Give these rows as a two-column CSV with the columns "request" and "answer," one row per request: put each request's text in one quoted field and its answer in the other, replacing line breaks with spaces. Include every row.

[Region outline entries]

— start —

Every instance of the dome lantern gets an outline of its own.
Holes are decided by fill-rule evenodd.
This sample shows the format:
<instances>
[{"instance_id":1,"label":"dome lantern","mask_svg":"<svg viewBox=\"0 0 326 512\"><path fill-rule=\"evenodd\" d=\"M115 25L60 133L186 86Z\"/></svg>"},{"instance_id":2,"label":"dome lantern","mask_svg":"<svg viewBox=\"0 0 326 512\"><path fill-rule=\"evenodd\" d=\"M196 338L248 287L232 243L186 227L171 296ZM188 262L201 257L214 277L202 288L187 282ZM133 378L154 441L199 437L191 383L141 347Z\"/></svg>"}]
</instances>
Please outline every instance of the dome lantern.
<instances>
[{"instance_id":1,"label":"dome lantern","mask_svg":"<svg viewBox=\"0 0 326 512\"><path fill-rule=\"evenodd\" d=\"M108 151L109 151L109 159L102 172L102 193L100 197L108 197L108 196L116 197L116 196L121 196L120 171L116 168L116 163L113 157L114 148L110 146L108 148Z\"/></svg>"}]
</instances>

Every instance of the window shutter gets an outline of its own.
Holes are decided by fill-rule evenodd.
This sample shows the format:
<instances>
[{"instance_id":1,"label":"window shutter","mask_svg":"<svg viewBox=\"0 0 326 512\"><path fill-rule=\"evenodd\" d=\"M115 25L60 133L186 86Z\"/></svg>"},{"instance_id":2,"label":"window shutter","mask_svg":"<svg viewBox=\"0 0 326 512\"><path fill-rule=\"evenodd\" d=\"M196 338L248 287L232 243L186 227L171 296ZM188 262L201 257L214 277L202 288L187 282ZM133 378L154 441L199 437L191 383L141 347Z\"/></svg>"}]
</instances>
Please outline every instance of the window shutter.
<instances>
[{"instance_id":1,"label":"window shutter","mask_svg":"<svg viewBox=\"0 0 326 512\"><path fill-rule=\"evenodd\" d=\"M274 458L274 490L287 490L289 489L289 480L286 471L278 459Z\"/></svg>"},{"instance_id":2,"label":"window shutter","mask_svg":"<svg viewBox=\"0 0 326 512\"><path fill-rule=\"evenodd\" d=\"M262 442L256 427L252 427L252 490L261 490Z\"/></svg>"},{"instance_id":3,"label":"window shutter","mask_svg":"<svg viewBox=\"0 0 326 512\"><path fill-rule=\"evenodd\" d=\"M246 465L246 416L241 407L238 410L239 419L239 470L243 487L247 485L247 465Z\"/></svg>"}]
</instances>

— end —

## Response
request,answer
"Every instance of the dome lantern gets an outline of its own. Holes are decided by fill-rule evenodd. This sample shows the format: <instances> [{""instance_id"":1,""label"":""dome lantern"",""mask_svg"":""<svg viewBox=\""0 0 326 512\""><path fill-rule=\""evenodd\"" d=\""M115 25L60 133L186 86Z\""/></svg>""},{""instance_id"":2,""label"":""dome lantern"",""mask_svg"":""<svg viewBox=\""0 0 326 512\""><path fill-rule=\""evenodd\"" d=\""M196 338L248 287L232 243L186 227L171 296ZM188 262L201 257L214 277L202 288L187 282ZM133 378L154 441L199 437L191 383L141 347Z\""/></svg>""}] </instances> Please outline every instance of the dome lantern.","<instances> [{""instance_id"":1,""label"":""dome lantern"",""mask_svg"":""<svg viewBox=\""0 0 326 512\""><path fill-rule=\""evenodd\"" d=\""M108 151L109 151L109 159L102 172L102 193L100 197L108 197L108 196L116 197L116 196L121 196L120 171L116 168L116 163L113 157L114 148L110 146L108 148Z\""/></svg>""}] </instances>"
"Every instance of the window shutter gets an outline of its own. Holes are decided by fill-rule evenodd. This sample shows the format: <instances> [{""instance_id"":1,""label"":""window shutter"",""mask_svg"":""<svg viewBox=\""0 0 326 512\""><path fill-rule=\""evenodd\"" d=\""M115 25L60 133L186 86Z\""/></svg>""},{""instance_id"":2,""label"":""window shutter"",""mask_svg"":""<svg viewBox=\""0 0 326 512\""><path fill-rule=\""evenodd\"" d=\""M196 338L248 287L232 243L186 227L171 296ZM188 262L201 257L214 277L202 288L187 282ZM133 378L154 441L199 437L191 383L141 347Z\""/></svg>""}] </instances> Please outline every instance of the window shutter.","<instances> [{""instance_id"":1,""label"":""window shutter"",""mask_svg"":""<svg viewBox=\""0 0 326 512\""><path fill-rule=\""evenodd\"" d=\""M274 458L274 490L287 490L289 489L289 480L286 471L278 459Z\""/></svg>""},{""instance_id"":2,""label"":""window shutter"",""mask_svg"":""<svg viewBox=\""0 0 326 512\""><path fill-rule=\""evenodd\"" d=\""M262 442L256 427L252 427L252 490L261 490Z\""/></svg>""},{""instance_id"":3,""label"":""window shutter"",""mask_svg"":""<svg viewBox=\""0 0 326 512\""><path fill-rule=\""evenodd\"" d=\""M246 465L246 416L241 407L238 410L239 419L239 470L243 487L247 485L247 465Z\""/></svg>""}] </instances>"